MATERIAL FOR THIS TASK >>
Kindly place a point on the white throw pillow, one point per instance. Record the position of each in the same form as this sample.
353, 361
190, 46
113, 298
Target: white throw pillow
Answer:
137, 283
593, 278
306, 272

PROBLEM TO SOLVE >> Rewrite every row above, requests included, with each answer coordinate multiplied by 1.35 and rounded to a whole number, halves up. Leave the numbers in the requests and their samples unchanged.

THE RESULT >>
Kindly place a point on the white throw pillow, one point per instance. Record the position of each in the same form as this sample.
353, 361
190, 46
113, 298
Target: white throw pillow
Answer:
185, 382
801, 375
413, 367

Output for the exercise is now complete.